§ **EXCERPTED PASSAGE**
== Segment start ==

Award 1 mark per correct arrow with a valid linking phrase, up to 6 marks.

Q5.1 — Dilution step purpose (2 marks)

When two solutions are mixed, each ion's concentration decreases because the total volume increases. Using the original (undiluted) concentrations would overestimate Qsp and could falsely indicate precipitation. The dilution step ensures Qsp is calculated from the actual concentrations present in the combined solution. [1 mark for identifying volume increase causes dilution; 1 mark for stating that using undiluted concentrations overestimates Qsp / gives wrong prediction.]

Q5.2 — Why AgCl precipitates when NaCl is added (2 marks)

NaCl fully dissociates to release Cl−, a common ion shared with AgCl's dissolution equilibrium (AgCl(s) ⇌ Ag+(aq) + Cl−(aq)). The increased [Cl−] causes Qsp = [Ag+][Cl−] to exceed Ksp, so the system is now supersaturated. By Le Chatelier's Principle, the equilibrium shifts left — more AgCl solid forms — until Qsp returns to Ksp. [1 mark for identifying Cl− as common ion that raises Qsp above Ksp; 1 mark for left shift via LCP causing precipitation.]

Q5.3 — Why Ksp changes with temperature but not common ion addition (2 marks)

== Segment end ==

§ **EXERCISE SET**
1. From the chemistry marking scheme, reproduce everything from "Q5.1 — Dilution" down to "added (2 marks)".
2. In the chemistry marking scheme, why does each ion's concentration drop when two solutions are mixed?

§ **MATERIAL PROVIDED**
== Segment start ==

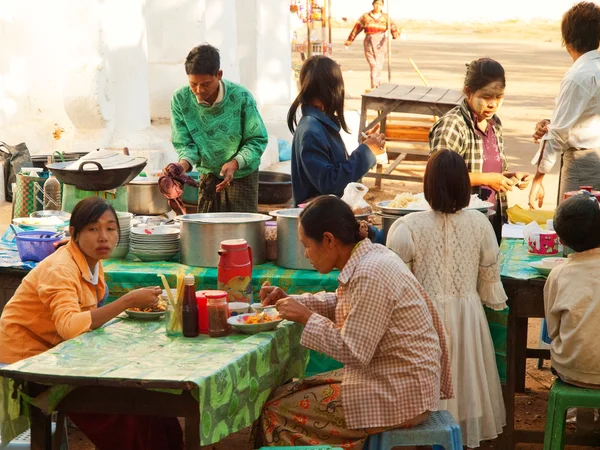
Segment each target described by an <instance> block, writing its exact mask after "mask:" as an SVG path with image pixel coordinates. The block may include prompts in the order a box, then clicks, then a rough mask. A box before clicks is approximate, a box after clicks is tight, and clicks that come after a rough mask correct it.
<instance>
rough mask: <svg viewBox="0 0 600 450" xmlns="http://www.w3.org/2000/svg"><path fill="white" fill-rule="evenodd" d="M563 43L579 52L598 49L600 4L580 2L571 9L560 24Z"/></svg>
mask: <svg viewBox="0 0 600 450" xmlns="http://www.w3.org/2000/svg"><path fill="white" fill-rule="evenodd" d="M560 29H561V34H562V39H563V45H567V44H568V45H570V46H571V47H572V48H573V50H575V51H577V52H579V53H586V52H589V51H591V50H596V49H597V48H598V46H599V45H600V6H598V5H596V4H595V3H594V2H579V3H577V4H576V5H574V6H573V7H572V8H571V9H569V10H568V11H567V12H566V13H565V14H564V15H563V19H562V23H561V24H560Z"/></svg>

== Segment end ==

§ **SOLUTIONS TO THE PROBLEMS**
1.
Q5.1 — Dilution step purpose (2 marks)

When two solutions are mixed, each ion's concentration decreases because the total volume increases. Using the original (undiluted) concentrations would overestimate Qsp and could falsely indicate precipitation. The dilution step ensures Qsp is calculated from the actual concentrations present in the combined solution. [1 mark for identifying volume increase causes dilution; 1 mark for stating that using undiluted concentrations overestimates Qsp / gives wrong prediction.]

Q5.2 — Why AgCl precipitates when NaCl is added (2 marks)

2. Because the total volume increases.